◆ STATED PROBLEM A:
From the passage on central banks and climate risk, list every organization mentioned by name.
◆ STATED PROBLEM B:
Answer these questions using the passage on central banks and climate risk:
(i) How many central banks took part in the survey?
(ii) When did the Prudential Regulation Authority publish its expectations for climate risk management?
(iii) What percentage of respondents said they included climate-related considerations in routine stress tests of financial institutions?
◆ STATED PROBLEM C:
Please reproduce the passage on central banks and climate risk, starting with "However, the survey" and going on through "of these risks.".

◆ SOURCE DOCUMENT:

——

In February, Mazars and OMFIF released the findings of an international survey of 33 central banks. The research found that 70% of respondents saw climate change as a major threat to financial stability. However, this has not yet fully translated into radical action taken by central banks to overhaul their supervisory approaches, despite the fact that the integration of climate change and environmental, social and governance considerations is gaining traction.
For instance, only 15% of respondents declared that they included climate related considerations in their routine stress tests of financial institutions. And only 13% supported the call for ‘green-supporting’ or ‘brown-penalising’ factors to incentivise banks to increase credit for green investments or reduce lending to unsustainable ones.
These results may appear disconcerting in the wake of increasingly vehement global calls from society for greener business practices, as well as a growing concern around the resilience of banks’ business models in the face of climate change.
However, the survey results also show that the direction of travel is clear. Financial institutions and investors should expect, and prepare for, ever-tougher regulatory action on climate change and ESG criteria. In the UK, the Prudential Regulation Authority published its expectations for climate risk management in April 2019. The Bank of England plans to launch climate stress tests in the UK in the second half of 2020 and publish the results in 2021. The European Commission, European Banking Authority and other national regulators are also active in promoting better understanding and management of these risks.

——

◆ RECORDED INFORMATION:
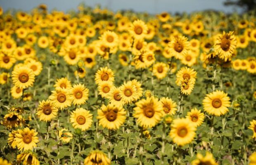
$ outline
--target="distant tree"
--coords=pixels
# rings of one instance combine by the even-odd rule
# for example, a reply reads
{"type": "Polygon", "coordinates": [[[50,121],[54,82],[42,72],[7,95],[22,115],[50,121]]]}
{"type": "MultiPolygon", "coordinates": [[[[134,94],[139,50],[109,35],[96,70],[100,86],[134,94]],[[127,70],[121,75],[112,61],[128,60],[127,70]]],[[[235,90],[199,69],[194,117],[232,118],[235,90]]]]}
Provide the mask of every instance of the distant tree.
{"type": "Polygon", "coordinates": [[[224,5],[234,5],[245,8],[247,11],[256,10],[256,0],[226,0],[224,5]]]}

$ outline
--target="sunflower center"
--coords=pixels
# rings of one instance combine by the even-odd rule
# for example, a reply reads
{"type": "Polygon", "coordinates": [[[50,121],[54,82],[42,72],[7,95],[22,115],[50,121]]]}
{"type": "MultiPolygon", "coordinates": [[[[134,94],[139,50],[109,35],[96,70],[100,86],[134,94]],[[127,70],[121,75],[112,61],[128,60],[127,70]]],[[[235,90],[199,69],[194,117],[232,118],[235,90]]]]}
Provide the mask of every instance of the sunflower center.
{"type": "Polygon", "coordinates": [[[74,59],[76,58],[76,53],[73,52],[70,52],[69,53],[69,58],[70,58],[71,59],[74,59]]]}
{"type": "Polygon", "coordinates": [[[80,99],[83,97],[83,92],[81,91],[76,91],[75,93],[75,97],[76,99],[80,99]]]}
{"type": "Polygon", "coordinates": [[[114,121],[116,119],[117,114],[113,111],[110,111],[107,112],[106,115],[106,117],[108,120],[114,121]]]}
{"type": "Polygon", "coordinates": [[[59,94],[57,97],[57,100],[58,100],[58,101],[60,103],[65,102],[66,99],[66,95],[63,93],[59,94]]]}
{"type": "Polygon", "coordinates": [[[178,134],[180,137],[185,137],[187,134],[187,129],[185,127],[180,128],[178,130],[178,134]]]}
{"type": "Polygon", "coordinates": [[[111,35],[108,35],[107,37],[107,41],[109,42],[112,42],[114,40],[114,38],[111,35]]]}
{"type": "Polygon", "coordinates": [[[121,97],[120,97],[119,93],[114,94],[114,97],[115,100],[119,101],[121,100],[121,97]]]}
{"type": "Polygon", "coordinates": [[[108,86],[105,86],[102,88],[102,92],[105,93],[109,92],[110,90],[110,88],[108,86]]]}
{"type": "Polygon", "coordinates": [[[107,73],[104,73],[102,74],[100,76],[100,78],[102,81],[107,81],[109,78],[109,75],[107,73]]]}
{"type": "Polygon", "coordinates": [[[76,118],[76,122],[80,125],[83,125],[85,123],[85,118],[83,116],[78,116],[77,118],[76,118]]]}
{"type": "Polygon", "coordinates": [[[175,43],[175,44],[174,45],[174,50],[175,50],[176,52],[180,53],[183,50],[183,45],[182,45],[182,44],[180,44],[180,43],[177,42],[177,43],[175,43]]]}
{"type": "Polygon", "coordinates": [[[28,82],[29,79],[29,77],[28,76],[28,75],[26,73],[21,73],[19,75],[19,80],[22,83],[28,82]]]}
{"type": "Polygon", "coordinates": [[[140,26],[137,26],[135,27],[134,29],[134,31],[136,34],[140,35],[142,33],[143,29],[140,26]]]}
{"type": "Polygon", "coordinates": [[[49,115],[51,114],[52,111],[52,108],[50,106],[45,106],[43,109],[43,112],[46,115],[49,115]]]}
{"type": "Polygon", "coordinates": [[[193,122],[196,122],[198,120],[198,117],[196,116],[191,116],[191,120],[193,122]]]}
{"type": "Polygon", "coordinates": [[[163,108],[164,108],[164,111],[166,113],[168,113],[171,111],[171,108],[169,105],[164,105],[163,106],[163,108]]]}
{"type": "Polygon", "coordinates": [[[230,46],[230,40],[228,36],[226,36],[221,40],[220,47],[225,51],[227,51],[229,49],[230,46]]]}
{"type": "Polygon", "coordinates": [[[8,117],[7,120],[9,121],[14,121],[16,120],[18,118],[18,117],[15,115],[13,115],[12,117],[10,118],[8,117]]]}
{"type": "Polygon", "coordinates": [[[155,111],[150,106],[145,107],[143,110],[144,115],[149,118],[152,118],[155,114],[155,111]]]}
{"type": "Polygon", "coordinates": [[[130,89],[126,89],[123,93],[124,95],[127,97],[130,97],[133,94],[133,92],[130,89]]]}
{"type": "Polygon", "coordinates": [[[211,104],[215,108],[220,108],[221,106],[221,101],[219,99],[215,99],[213,100],[211,104]]]}
{"type": "Polygon", "coordinates": [[[23,139],[23,142],[26,144],[29,144],[32,141],[32,136],[30,134],[25,134],[23,139]]]}
{"type": "Polygon", "coordinates": [[[8,56],[5,56],[2,58],[2,61],[5,63],[8,63],[10,61],[10,58],[8,56]]]}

——

◆ TASK RESPONSE A:
Mazars, OMFIF, the Prudential Regulation Authority, the Bank of England, the European Commission, the European Banking Authority

◆ TASK RESPONSE B:
(i) 33
(ii) April 2019
(iii) 15%

◆ TASK RESPONSE C:
However, the survey results also show that the direction of travel is clear. Financial institutions and investors should expect, and prepare for, ever-tougher regulatory action on climate change and ESG criteria. In the UK, the Prudential Regulation Authority published its expectations for climate risk management in April 2019. The Bank of England plans to launch climate stress tests in the UK in the second half of 2020 and publish the results in 2021. The European Commission, European Banking Authority and other national regulators are also active in promoting better understanding and management of these risks.